Dataset records below:

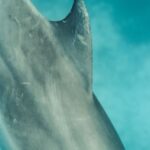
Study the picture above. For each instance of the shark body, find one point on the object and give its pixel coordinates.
(46, 98)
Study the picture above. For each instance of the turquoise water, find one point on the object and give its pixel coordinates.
(121, 48)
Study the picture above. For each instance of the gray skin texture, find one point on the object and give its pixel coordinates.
(46, 98)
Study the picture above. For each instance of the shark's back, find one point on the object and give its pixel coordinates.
(46, 98)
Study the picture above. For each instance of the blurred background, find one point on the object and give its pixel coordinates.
(121, 67)
(121, 48)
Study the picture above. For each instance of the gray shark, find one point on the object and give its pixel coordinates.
(46, 97)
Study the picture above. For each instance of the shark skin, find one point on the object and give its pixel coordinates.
(46, 98)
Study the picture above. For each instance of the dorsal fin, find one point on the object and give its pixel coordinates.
(75, 33)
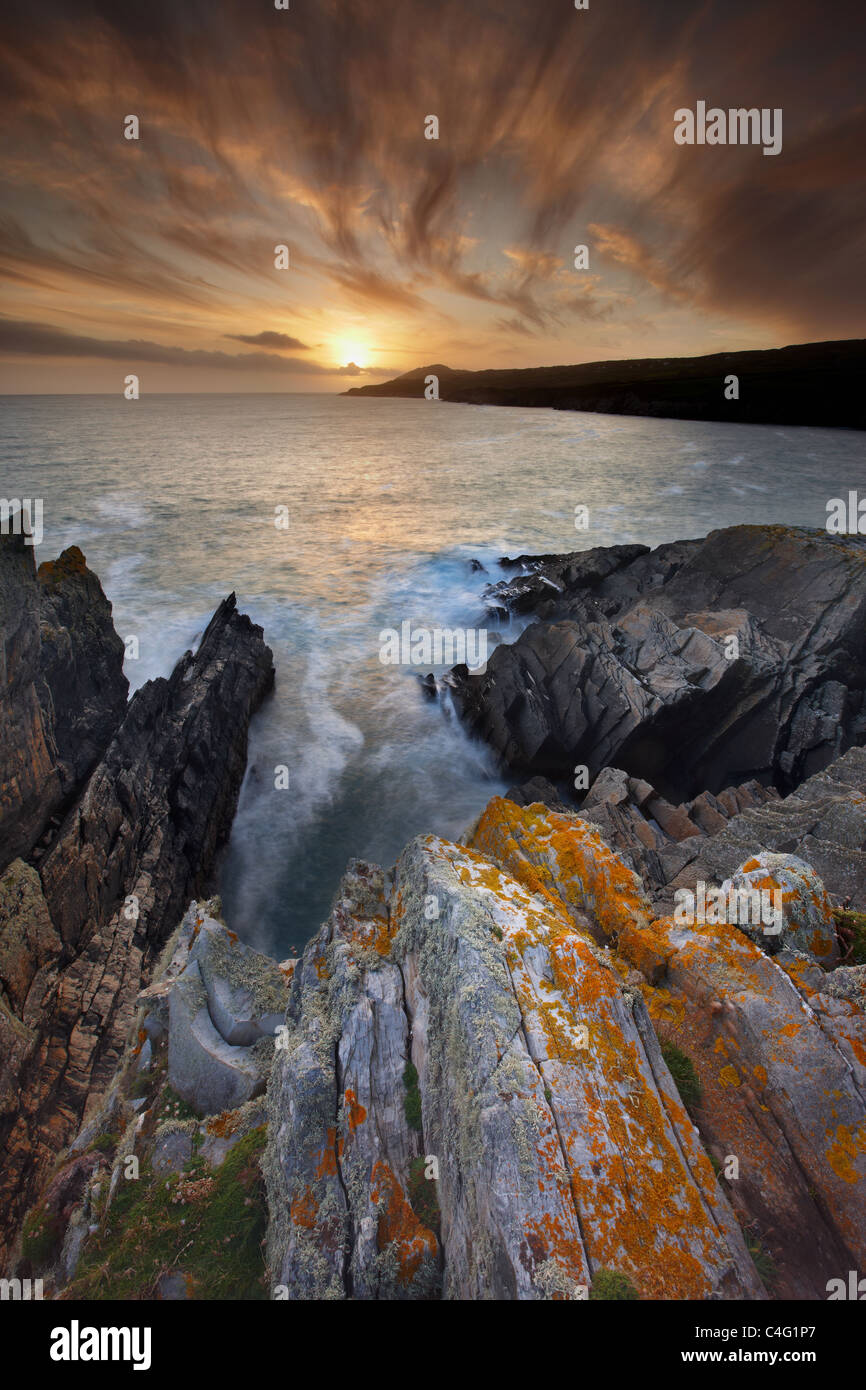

End of Dataset records.

■ What to do:
The lines from the one with "Study the picture above. For each instance of the gray skin" to the end of the data above should be retyped exactly, both ends included, and pictures are to be left out.

■ Response to this task:
Study the picture above. For each instance of the gray skin texture, find one point on the object and give its pixel coordinates.
(46, 98)
Study the picture above. For each instance of the shark's back, find one point on the object and give its pixel coordinates.
(46, 98)
Study the picture above. For each instance of the blurred background, find one point on the object and give its pixel coordinates.
(121, 67)
(121, 48)
Study the picture above. For each instance of the gray shark, find one point on the object and give its pixel coordinates.
(46, 97)
Study the picture above. For each instance of the shark skin, find one point on the object and give its pixel coordinates.
(46, 98)
Study the picture above. For each instance of the dorsal fin, find one point on the object and give its pixel coordinates.
(75, 33)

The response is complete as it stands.